**Text block**
====

2. It "wakes up" when outgoing calls are made or incoming calls are received and passes information to the application server. 3. It launches the native browser or other rendering application on the mobile client device to a set of designated SmartResults™ [dynamically created URL].
4. The client may optionally have a Dialer user interface, wherein when the user launches the application, it will present a dialer screen interface and one or more soft keys indicating: "Call" or "Getlnfo". a. IF the user selects Call, the client will use natively provided APIs to launch a voice call, and then perform functions 1-3 described above.
b. IF the user selects Getlnfo, it will automatically perform functions 1-3 described above.
 As further shown in Fig. 4B, in this example scenario, the dialed digits 101 are "enhanced" with additional data to include mobile device contextual information 102. Such mobile device contextual information may be used by the QNet server search infrastructure to seek out (e.g., via the Internet 70) and obtain more relevant content and mobile ads and services, based on the contextual information provided by the mobile device (e.g., calling party). Such "enhanced" dialed digit data includes mobile device contextual information including but not limited to: geographic location of the mobile (e.g., in the form of GPS coordinates), presence status, user calendar data, time-of-day, implicitly learned patterns and spoken word speech recognition capability. Fig. 4B illustrates the fact that the voice call part of the experience can be optional, and that instead, the "call" is really an exchange of SmartResults™ between the calling and the called parties.
 Fig. 5A provides more detailed call flow logic and, particularly, a call flow algorithm depicting process steps 200 invoked by a caller when initiating a consumer to business (C2B) call, for example. Key to this algorithm is the functionality depicted at the application or host server, e.g., QNet server, for performing the mapping translation based on the dialed digits and any context information received from the calling device. As part of this functionality, assuming the called party is a business, the dialed digits and any contextual information are received (step 202) may be used to look-up the business name/address on-line using, for example, a reverse yellow pages look-up (step 204). Thus, a result of this mapping function is to obtain a business name and address. Further, in a dynamic parallel process, the contextual information/data (e.g., GPS coordinates) provided by the calling party is communicated to the Qnet server by a data session opened by the client on the mobile device to communicate all information to/from the server over TCP/IP packets in a defined QNet protocol. The provided contextual information/data is translated into one or more keywords suitable for searching (step 206). In one embodiment, from the contextual information provided by a calling party and the mapped business information associated with the called party, several sub-processes (step 208) are executed to convert the business name to a business type, such as "Restaurant" or "Clothing Retailer", retrieve a SmartResults™ Template for that determined business type, and finally, to generate a "smart" search string 250. Finally, a search conducted by the QNet server, e.g., by Google or other available resources on the web, to dynamically create a SmartResults™ web page, i.e., populate a search template (step 210), e.g., with both service/applications or advertisement(s). Both the business information pertaining to the called party and the translated contextual keywords are used to form a "smart" search string at the QNet server that may include, but is not limited to: Business Name, Address, Mobile GPS coordinates/Zipcode, User Presence Status, User Calendar Info, User Preferences, Audio Key Words. After these steps are performed, further action at the mobile device includes invoking functionality for opening up the browser so a user can view the resulting SmartResults™ web page (step 212).

====

**Extracted information**
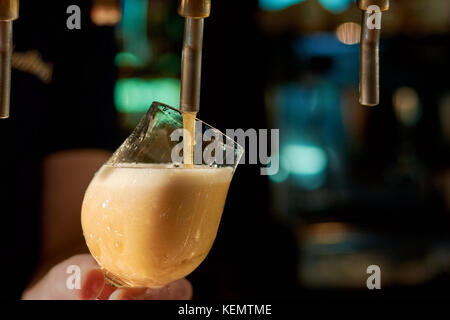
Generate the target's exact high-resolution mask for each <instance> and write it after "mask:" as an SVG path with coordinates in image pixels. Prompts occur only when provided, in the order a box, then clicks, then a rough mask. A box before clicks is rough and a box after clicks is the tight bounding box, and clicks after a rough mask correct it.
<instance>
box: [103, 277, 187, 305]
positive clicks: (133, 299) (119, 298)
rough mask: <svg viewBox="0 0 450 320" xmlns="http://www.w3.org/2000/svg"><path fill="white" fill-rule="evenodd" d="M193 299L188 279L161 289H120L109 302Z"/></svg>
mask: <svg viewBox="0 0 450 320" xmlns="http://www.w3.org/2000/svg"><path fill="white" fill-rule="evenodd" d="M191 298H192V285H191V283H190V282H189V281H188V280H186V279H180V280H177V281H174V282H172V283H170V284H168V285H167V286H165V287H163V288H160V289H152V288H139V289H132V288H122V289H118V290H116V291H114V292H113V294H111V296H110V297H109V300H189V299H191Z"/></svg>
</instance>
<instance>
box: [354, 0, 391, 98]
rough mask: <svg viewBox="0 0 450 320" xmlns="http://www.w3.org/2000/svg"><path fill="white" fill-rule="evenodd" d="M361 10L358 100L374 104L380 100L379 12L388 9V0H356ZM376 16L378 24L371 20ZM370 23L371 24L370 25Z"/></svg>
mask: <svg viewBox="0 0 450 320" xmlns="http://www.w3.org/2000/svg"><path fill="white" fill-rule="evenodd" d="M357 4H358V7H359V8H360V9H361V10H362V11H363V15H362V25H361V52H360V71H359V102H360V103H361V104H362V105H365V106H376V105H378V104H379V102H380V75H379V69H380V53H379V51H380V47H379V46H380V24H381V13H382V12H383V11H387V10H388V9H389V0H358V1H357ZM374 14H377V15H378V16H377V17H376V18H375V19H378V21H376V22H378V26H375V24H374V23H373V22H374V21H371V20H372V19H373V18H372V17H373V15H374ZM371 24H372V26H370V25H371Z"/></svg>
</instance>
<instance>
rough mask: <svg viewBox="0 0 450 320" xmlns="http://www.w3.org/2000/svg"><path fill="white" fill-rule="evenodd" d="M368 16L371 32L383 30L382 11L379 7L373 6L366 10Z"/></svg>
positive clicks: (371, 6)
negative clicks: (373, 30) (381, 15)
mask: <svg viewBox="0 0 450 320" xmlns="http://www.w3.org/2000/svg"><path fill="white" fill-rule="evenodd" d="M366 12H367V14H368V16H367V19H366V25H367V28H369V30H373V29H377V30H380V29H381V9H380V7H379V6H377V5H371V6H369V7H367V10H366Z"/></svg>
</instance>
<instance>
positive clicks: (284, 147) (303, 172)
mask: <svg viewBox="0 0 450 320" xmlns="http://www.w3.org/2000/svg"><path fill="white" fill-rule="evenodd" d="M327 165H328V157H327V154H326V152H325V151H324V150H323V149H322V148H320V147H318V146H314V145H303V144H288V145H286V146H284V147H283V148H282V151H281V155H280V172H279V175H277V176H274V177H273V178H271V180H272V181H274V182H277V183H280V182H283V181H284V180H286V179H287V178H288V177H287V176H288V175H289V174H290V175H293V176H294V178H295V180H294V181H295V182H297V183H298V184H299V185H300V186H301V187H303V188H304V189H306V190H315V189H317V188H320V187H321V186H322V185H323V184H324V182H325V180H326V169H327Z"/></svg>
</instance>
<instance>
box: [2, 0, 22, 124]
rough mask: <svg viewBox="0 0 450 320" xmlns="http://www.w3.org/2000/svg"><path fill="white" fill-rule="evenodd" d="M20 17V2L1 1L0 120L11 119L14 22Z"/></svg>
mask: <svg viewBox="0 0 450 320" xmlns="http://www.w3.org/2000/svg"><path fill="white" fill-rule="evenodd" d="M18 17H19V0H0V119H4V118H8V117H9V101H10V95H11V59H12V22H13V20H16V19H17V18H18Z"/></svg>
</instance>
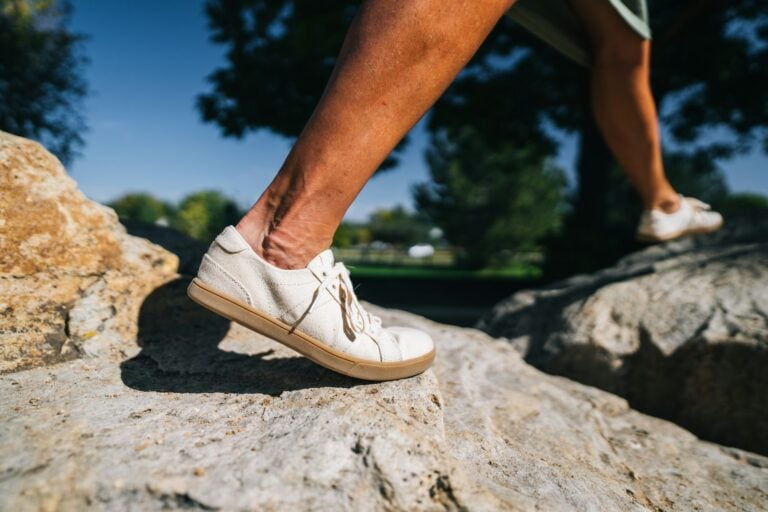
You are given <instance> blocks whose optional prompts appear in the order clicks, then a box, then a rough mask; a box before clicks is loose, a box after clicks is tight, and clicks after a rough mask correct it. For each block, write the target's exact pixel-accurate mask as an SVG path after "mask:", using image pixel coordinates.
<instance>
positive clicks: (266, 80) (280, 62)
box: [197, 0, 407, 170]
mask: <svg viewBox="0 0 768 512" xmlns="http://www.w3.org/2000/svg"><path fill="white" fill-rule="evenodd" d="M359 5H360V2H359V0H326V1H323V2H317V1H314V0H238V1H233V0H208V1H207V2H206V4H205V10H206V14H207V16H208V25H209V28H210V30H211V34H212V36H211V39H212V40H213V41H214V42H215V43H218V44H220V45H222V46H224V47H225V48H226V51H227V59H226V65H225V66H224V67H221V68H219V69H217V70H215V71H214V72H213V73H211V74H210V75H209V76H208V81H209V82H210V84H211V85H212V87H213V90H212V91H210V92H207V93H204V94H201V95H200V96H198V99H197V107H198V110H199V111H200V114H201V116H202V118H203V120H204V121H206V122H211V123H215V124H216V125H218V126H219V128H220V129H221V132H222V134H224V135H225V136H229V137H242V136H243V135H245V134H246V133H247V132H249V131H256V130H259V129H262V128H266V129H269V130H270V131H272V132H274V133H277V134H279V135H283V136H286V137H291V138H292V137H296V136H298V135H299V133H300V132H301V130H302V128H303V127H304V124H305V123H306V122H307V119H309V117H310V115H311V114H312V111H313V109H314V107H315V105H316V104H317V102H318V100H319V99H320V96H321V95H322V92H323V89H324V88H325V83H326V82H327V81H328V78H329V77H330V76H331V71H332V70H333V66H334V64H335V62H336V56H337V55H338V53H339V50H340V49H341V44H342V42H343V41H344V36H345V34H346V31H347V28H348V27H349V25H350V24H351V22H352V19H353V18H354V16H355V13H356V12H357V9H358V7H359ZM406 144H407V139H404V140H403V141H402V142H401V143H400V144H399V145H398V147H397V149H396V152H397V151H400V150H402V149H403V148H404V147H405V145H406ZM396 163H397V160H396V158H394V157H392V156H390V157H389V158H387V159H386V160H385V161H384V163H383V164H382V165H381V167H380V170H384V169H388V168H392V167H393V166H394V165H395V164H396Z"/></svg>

====

**Task item**
Quote the SmartResults passage from "4. The client" up to and including "then perform functions 1-3 described above.", switching "soft keys" to "on-screen buttons". Draw only on the SmartResults passage and leave the material out of it.

**Solution to this problem**
4. The client may optionally have a Dialer user interface, wherein when the user launches the application, it will present a dialer screen interface and one or more on-screen buttons indicating: "Call" or "Getlnfo". a. IF the user selects Call, the client will use natively provided APIs to launch a voice call, and then perform functions 1-3 described above.